Top of Extracted material

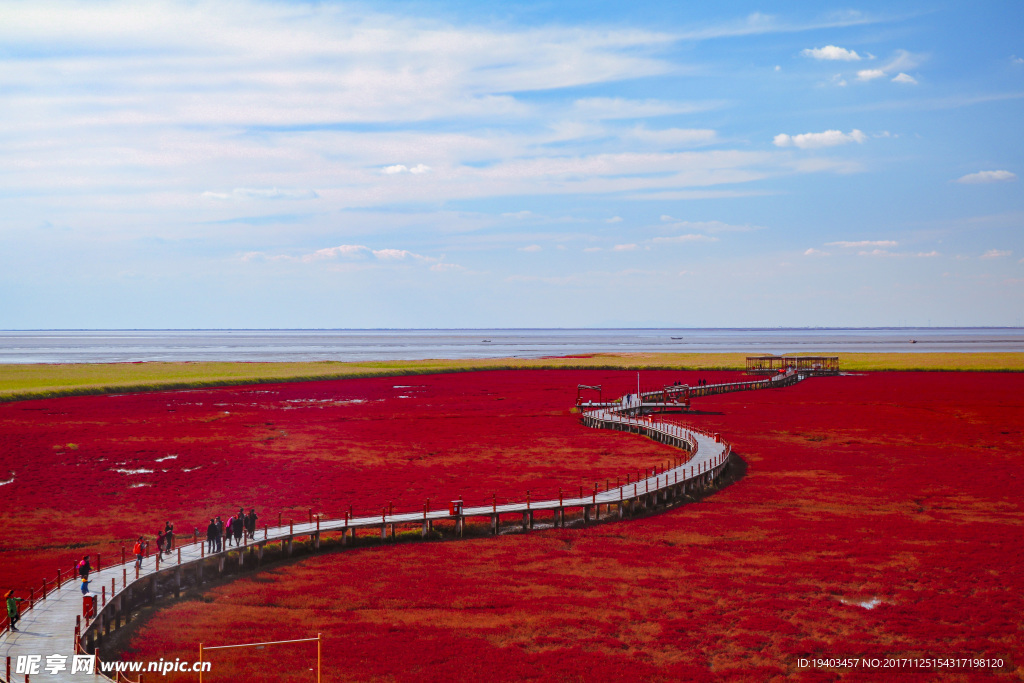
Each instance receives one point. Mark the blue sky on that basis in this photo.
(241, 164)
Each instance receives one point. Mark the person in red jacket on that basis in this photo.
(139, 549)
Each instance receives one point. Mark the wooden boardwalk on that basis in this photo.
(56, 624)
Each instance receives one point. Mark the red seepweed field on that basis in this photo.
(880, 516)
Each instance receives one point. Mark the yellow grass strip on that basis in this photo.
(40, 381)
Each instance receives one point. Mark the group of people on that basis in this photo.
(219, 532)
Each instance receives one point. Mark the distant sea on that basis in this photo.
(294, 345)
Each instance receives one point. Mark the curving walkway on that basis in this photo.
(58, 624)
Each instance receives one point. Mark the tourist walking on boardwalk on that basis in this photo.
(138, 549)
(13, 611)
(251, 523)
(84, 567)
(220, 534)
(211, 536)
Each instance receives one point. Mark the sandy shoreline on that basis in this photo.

Bottom of Extracted material
Top of Extracted material

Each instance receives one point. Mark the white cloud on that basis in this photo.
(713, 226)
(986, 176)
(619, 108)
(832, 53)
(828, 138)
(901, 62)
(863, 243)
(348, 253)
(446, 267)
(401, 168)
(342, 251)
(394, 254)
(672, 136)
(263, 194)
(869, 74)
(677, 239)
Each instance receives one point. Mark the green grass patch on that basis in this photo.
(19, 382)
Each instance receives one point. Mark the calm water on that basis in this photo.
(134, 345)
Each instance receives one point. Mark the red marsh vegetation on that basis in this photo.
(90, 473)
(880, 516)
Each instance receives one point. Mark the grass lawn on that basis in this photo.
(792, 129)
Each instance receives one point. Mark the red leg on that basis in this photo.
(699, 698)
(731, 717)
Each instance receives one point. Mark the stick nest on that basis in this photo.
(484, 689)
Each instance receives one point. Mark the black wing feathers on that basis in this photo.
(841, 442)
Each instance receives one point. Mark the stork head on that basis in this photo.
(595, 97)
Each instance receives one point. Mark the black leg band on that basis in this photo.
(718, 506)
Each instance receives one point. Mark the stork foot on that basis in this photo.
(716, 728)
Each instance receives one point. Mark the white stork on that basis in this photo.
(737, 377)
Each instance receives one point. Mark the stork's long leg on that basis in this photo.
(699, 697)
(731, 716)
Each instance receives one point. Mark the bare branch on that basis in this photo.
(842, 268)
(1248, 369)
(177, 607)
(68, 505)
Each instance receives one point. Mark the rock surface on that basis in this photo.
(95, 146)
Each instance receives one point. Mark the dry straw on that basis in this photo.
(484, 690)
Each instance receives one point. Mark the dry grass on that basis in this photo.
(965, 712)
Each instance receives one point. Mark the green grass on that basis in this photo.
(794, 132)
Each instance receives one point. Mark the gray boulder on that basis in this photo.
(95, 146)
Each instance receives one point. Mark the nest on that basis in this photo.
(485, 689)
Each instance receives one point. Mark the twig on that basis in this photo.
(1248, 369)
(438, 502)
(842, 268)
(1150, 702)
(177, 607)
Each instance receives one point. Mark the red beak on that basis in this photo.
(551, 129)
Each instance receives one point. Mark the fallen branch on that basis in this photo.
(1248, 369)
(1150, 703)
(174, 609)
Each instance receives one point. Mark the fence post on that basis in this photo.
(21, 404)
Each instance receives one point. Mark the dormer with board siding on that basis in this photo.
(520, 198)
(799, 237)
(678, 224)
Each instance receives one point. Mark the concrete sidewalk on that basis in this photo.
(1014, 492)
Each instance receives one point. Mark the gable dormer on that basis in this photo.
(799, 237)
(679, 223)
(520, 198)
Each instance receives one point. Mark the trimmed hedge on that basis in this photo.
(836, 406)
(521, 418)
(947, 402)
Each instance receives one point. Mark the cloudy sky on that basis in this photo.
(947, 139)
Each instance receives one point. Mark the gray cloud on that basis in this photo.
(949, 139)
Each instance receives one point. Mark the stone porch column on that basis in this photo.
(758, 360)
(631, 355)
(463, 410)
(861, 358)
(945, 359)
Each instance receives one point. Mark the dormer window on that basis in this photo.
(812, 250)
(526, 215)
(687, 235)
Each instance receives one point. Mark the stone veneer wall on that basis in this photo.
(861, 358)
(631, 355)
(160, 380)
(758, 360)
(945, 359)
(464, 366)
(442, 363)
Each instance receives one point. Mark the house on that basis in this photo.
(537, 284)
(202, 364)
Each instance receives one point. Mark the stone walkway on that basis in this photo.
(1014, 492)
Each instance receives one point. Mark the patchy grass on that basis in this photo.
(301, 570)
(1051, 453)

Bottom of Extracted material

Using the entries above, give back exactly the line containing "Each instance receives one point. Mark the red seepweed", the line containing "Each instance receives one point. Mark the sandy", and every line between them, and nothing else.

Each instance receives one point. Mark the red seepweed field on that basis in this photo.
(880, 516)
Each instance receives one point. Mark the yellow grass strip on that basis in this photo.
(40, 381)
Each instance receives one point. Mark the group of people on that basis in this photo.
(219, 532)
Each instance receives one point. Mark the distant sea on that basis in this photo.
(294, 345)
Each instance receives one point. Mark the curving walkway on that basis in this photo.
(58, 624)
Each instance receives one point. Mark the tourist walking on boardwalk on that basis in this photo.
(138, 549)
(13, 611)
(251, 523)
(84, 567)
(220, 534)
(211, 536)
Each instance receives one point. Mark the sandy shoreline on that basis in this photo.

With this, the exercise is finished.